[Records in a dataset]
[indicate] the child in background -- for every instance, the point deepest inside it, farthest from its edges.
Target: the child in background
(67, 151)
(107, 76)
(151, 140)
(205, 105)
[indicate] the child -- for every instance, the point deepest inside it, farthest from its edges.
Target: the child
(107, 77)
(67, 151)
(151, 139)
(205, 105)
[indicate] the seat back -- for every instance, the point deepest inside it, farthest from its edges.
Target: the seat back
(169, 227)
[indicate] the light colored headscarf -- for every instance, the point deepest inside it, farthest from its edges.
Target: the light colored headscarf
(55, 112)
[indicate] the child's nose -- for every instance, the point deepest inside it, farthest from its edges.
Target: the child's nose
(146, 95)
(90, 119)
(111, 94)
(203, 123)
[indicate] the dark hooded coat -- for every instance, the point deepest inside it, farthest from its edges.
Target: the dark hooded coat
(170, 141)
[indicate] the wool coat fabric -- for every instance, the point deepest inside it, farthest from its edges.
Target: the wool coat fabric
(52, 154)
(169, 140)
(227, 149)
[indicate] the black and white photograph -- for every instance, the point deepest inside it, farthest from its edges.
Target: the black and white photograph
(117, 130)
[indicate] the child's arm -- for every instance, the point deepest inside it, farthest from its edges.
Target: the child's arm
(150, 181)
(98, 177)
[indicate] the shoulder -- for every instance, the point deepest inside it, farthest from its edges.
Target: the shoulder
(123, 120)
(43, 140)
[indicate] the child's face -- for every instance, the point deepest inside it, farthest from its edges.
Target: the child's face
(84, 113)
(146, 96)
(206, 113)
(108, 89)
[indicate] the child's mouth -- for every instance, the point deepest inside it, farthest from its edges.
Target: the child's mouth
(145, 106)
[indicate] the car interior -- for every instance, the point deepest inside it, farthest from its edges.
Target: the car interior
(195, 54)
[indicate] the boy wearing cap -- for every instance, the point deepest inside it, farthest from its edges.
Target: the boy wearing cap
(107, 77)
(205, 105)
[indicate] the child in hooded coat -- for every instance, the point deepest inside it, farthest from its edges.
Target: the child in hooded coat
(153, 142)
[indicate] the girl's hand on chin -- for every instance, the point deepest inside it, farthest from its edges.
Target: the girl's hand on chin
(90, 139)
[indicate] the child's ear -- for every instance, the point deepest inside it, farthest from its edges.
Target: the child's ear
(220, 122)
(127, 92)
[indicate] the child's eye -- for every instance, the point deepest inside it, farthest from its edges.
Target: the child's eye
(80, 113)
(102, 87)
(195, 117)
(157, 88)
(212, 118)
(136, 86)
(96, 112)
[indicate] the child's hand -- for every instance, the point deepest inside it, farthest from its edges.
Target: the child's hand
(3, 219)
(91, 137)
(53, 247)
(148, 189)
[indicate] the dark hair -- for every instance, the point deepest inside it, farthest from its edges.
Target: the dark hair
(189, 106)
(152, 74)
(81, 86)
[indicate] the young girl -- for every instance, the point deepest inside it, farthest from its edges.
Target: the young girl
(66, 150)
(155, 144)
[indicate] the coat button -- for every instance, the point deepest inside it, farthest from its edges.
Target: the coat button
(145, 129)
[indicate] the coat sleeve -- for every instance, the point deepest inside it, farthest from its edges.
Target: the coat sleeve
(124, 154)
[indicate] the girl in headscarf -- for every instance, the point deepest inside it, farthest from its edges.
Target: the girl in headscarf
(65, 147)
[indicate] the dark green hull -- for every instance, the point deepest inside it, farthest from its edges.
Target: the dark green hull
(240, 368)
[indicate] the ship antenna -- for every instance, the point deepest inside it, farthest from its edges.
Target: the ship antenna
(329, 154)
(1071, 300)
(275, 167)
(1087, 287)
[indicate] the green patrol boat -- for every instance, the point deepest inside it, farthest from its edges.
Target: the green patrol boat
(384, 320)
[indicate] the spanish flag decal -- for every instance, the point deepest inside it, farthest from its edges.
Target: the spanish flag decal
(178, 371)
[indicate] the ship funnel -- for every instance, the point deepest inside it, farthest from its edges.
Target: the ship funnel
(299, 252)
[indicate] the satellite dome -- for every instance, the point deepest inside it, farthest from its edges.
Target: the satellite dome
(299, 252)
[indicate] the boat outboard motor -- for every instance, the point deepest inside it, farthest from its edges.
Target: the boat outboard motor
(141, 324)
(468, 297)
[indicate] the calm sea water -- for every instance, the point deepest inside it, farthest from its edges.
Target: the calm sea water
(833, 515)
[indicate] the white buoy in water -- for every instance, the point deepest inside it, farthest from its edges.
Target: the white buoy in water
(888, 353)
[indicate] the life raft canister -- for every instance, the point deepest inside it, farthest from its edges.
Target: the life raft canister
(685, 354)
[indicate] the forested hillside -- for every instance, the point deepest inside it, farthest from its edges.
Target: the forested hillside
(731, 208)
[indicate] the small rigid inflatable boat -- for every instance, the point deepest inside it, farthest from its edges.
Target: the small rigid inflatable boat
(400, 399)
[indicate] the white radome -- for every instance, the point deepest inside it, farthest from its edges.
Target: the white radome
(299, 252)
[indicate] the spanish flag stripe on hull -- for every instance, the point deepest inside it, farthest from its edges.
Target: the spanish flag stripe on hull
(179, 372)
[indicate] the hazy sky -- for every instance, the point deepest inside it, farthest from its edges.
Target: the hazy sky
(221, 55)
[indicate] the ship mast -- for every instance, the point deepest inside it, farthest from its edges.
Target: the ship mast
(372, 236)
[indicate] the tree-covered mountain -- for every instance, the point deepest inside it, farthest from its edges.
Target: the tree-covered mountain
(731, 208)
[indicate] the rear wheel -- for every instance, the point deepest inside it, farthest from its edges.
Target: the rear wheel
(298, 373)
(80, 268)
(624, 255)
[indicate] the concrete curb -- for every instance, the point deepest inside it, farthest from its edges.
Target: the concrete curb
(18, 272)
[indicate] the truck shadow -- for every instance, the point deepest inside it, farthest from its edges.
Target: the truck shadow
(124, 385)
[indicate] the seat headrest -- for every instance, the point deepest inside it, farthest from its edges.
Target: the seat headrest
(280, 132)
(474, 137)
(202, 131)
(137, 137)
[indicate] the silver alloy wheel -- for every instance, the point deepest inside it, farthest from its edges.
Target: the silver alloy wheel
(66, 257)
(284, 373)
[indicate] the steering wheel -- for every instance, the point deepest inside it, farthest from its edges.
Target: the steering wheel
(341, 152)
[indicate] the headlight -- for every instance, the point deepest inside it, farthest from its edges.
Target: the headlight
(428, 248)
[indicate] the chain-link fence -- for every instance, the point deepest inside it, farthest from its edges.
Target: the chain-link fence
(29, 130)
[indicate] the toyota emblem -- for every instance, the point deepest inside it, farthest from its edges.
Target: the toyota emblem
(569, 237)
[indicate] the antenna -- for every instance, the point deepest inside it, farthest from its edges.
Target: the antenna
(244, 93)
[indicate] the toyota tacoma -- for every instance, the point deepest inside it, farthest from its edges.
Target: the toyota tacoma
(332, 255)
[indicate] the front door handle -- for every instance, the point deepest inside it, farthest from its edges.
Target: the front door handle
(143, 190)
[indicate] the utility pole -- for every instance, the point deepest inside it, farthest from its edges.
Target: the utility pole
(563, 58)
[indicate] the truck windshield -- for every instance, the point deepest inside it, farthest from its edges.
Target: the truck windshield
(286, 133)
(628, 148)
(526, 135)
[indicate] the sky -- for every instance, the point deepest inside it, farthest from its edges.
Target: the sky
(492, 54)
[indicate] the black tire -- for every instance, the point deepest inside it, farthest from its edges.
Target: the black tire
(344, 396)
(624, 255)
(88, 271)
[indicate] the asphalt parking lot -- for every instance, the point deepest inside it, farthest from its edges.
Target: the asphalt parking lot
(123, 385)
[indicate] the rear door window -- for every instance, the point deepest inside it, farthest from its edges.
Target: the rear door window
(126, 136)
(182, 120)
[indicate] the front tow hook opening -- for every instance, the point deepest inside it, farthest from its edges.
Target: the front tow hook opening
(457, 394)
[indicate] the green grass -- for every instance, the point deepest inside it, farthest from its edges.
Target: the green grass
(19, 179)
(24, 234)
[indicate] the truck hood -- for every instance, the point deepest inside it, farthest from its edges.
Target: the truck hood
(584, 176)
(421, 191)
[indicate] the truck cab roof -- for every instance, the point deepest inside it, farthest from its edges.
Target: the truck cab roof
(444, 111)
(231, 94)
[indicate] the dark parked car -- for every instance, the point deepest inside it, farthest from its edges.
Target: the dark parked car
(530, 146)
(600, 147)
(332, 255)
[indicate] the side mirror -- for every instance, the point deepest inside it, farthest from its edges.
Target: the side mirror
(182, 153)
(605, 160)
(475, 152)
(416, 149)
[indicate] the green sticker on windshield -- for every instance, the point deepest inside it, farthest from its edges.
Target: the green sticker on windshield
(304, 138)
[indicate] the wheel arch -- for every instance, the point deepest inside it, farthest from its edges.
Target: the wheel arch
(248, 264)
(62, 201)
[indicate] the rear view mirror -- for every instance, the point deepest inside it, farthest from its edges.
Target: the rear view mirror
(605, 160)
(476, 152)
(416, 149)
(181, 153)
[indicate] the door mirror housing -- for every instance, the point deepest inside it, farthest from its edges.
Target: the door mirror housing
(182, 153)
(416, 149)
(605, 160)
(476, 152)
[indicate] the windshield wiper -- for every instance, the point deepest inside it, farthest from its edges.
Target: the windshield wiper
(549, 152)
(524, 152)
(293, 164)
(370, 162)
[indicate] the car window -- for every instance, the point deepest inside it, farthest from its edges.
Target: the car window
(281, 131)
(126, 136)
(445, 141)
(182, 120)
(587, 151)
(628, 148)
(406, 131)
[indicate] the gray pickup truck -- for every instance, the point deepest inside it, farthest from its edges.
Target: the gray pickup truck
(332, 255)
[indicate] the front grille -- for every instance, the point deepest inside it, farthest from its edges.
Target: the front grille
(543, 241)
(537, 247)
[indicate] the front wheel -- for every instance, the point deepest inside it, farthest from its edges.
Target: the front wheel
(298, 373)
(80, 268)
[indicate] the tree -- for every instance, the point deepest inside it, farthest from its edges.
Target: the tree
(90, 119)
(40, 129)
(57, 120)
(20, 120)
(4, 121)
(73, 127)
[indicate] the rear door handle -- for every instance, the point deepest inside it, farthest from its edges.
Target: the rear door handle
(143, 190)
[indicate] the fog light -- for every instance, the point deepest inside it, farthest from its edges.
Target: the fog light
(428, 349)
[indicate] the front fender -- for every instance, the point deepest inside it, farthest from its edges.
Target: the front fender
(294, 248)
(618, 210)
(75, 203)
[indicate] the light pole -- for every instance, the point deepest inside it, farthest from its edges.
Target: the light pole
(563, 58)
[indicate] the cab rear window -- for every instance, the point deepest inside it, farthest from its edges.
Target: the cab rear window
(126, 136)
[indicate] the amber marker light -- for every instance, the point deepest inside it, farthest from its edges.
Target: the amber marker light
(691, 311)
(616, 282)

## Exercise details
Rewrite the lines starting at the one containing "[indicate] the dark hair" and ending at the one containing "(1087, 287)", with "ship antenna" replaced by "radio mast" and everything else left as it is.

## Reply to the task
[indicate] the dark hair -- for every instance, the point deepest inside it, farthest from its edges.
Target: the dark hair
(189, 106)
(152, 74)
(81, 86)
[indicate] the young girl -- for every instance, the point deepest inside it, farthest from its edges.
Target: the young girl
(66, 150)
(155, 144)
[indicate] the coat button -- for every instance, the point deepest inside it, farthest from its edges.
Target: the coat button
(145, 129)
[indicate] the coat sleeve -- for every instance, the point deepest inside it, farthest from its edges.
Target: the coat sleeve
(124, 154)
[indicate] the girl in headscarf -- for every instance, the point deepest inside it, farthest from its edges.
Target: the girl in headscarf
(65, 147)
[indicate] the dark green hull -- for every instance, the point deepest inside it, farthest from its edges.
Target: the dark green hull
(240, 368)
[indicate] the radio mast -- for every instance, the point deepest inside it, farthest from its edges.
Target: the radio mast
(329, 154)
(1071, 300)
(275, 167)
(1087, 287)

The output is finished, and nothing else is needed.